◆ **Task directions**:
Please go through the data below and pull out every line that contains the word "green", copying each one in full.

::: Records for this exercise :::

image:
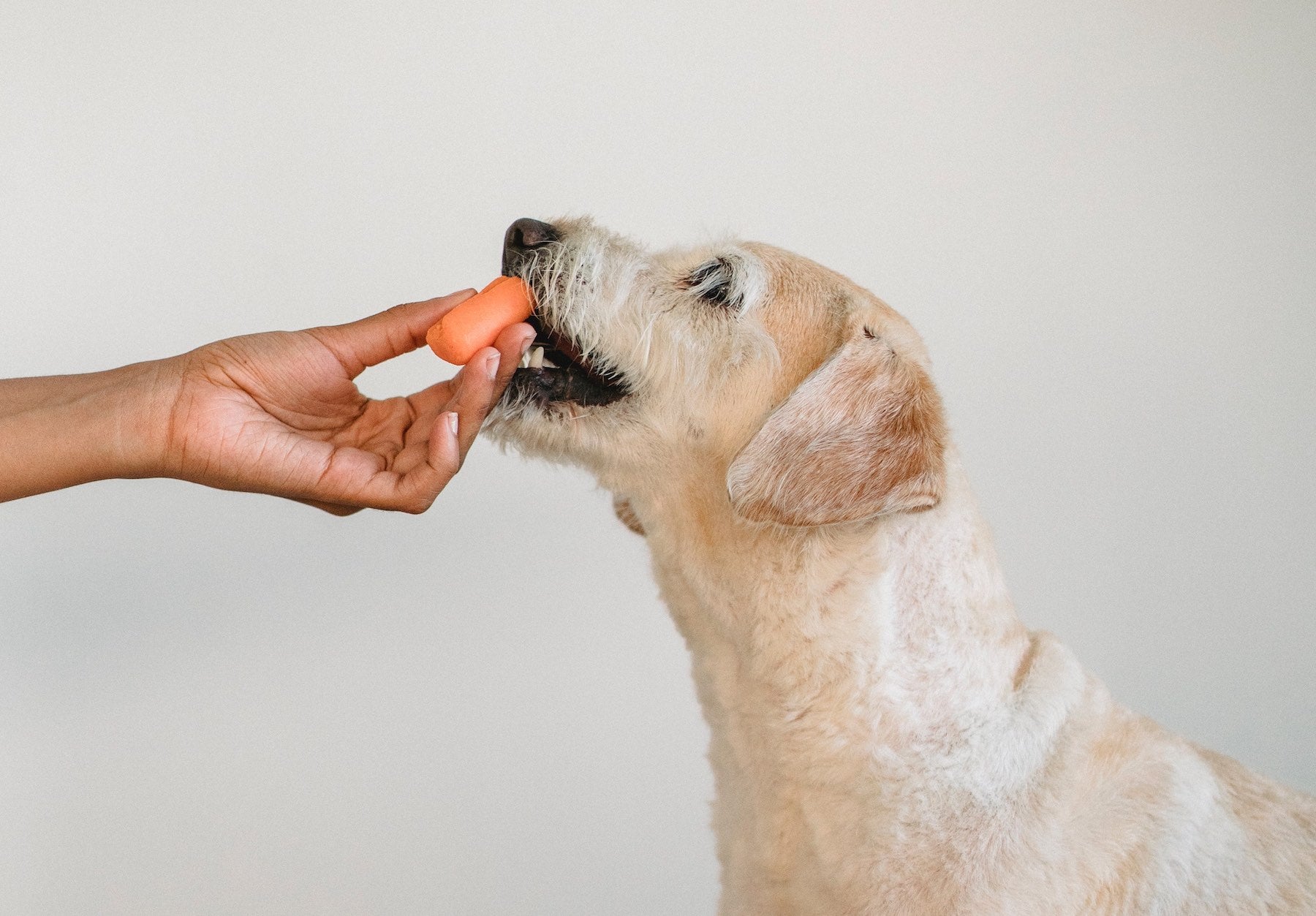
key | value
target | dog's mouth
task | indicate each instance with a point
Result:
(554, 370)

:::
::: Records for this exercise :::

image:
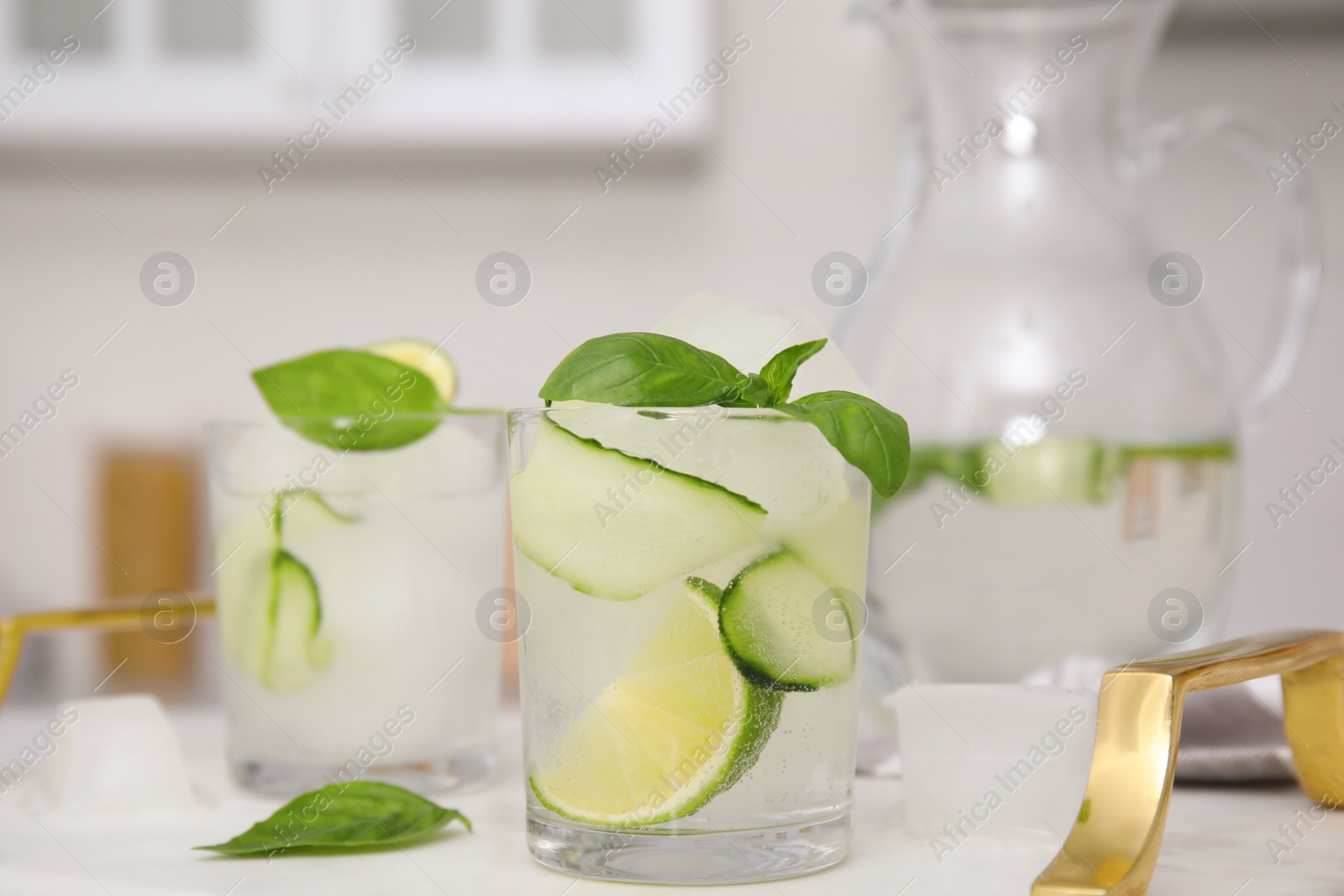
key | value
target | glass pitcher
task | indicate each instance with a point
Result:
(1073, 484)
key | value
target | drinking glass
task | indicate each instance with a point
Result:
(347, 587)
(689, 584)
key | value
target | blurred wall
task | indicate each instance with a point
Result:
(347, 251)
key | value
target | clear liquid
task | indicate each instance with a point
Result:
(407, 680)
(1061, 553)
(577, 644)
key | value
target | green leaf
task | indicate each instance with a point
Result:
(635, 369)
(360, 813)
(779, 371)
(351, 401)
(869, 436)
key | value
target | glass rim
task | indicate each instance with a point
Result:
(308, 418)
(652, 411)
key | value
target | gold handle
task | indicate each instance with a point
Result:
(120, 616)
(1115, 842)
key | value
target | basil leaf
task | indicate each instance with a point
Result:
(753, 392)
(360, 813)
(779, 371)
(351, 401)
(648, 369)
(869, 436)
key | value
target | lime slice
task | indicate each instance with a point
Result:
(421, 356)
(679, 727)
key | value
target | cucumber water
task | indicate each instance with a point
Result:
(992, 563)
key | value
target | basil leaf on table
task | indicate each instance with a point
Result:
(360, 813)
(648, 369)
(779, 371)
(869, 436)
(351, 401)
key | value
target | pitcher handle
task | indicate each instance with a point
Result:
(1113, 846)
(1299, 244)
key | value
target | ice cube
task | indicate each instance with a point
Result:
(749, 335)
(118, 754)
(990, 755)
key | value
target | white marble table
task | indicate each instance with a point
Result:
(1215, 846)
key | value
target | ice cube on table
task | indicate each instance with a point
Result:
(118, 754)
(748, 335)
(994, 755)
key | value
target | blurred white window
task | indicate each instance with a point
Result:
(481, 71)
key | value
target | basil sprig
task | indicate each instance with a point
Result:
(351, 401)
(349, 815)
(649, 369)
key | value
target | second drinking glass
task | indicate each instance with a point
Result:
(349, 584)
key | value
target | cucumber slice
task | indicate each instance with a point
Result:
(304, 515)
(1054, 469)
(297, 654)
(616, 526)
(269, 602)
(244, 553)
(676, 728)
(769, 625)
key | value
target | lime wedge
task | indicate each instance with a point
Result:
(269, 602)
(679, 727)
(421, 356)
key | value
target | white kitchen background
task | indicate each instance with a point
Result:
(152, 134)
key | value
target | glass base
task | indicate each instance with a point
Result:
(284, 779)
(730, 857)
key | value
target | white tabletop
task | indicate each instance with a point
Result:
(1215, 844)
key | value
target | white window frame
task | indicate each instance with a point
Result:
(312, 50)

:::
::: Records for this exercise :::

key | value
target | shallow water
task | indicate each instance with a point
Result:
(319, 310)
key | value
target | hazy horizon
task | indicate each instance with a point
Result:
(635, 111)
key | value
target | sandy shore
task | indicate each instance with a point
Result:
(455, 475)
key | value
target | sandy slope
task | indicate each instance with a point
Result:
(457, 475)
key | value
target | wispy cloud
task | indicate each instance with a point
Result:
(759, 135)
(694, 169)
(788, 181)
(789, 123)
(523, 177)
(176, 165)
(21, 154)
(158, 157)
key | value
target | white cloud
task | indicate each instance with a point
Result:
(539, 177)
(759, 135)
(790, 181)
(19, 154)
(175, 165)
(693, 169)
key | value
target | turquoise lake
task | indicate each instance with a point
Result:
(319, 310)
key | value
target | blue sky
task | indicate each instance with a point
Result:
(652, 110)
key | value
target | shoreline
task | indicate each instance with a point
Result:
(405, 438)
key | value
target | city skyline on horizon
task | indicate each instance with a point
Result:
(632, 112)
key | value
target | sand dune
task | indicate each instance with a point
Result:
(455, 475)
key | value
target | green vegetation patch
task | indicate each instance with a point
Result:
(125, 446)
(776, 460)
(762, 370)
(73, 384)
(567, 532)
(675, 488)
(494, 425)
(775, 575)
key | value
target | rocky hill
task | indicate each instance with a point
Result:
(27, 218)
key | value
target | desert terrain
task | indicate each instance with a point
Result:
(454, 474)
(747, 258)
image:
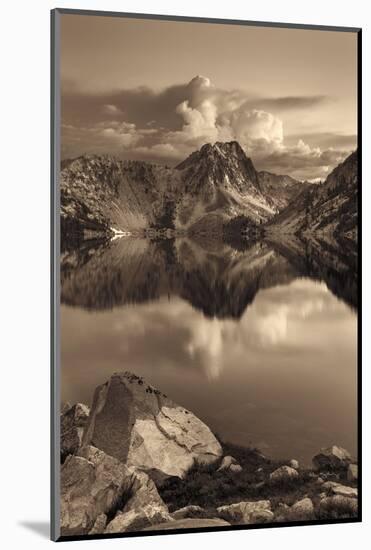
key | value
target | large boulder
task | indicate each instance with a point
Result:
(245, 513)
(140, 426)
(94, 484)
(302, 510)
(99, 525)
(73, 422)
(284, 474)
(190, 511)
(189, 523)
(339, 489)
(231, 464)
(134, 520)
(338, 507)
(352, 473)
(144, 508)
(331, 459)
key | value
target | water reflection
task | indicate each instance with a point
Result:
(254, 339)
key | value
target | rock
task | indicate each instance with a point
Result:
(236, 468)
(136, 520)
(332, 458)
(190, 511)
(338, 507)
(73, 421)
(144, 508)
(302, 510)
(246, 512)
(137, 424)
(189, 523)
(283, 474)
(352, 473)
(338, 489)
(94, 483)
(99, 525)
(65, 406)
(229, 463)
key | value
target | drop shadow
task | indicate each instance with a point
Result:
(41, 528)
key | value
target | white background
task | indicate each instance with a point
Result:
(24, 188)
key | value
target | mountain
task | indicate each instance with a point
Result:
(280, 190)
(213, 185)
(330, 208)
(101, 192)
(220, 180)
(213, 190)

:::

◆ **The completed task**:
target | green leaf
target | green vegetation patch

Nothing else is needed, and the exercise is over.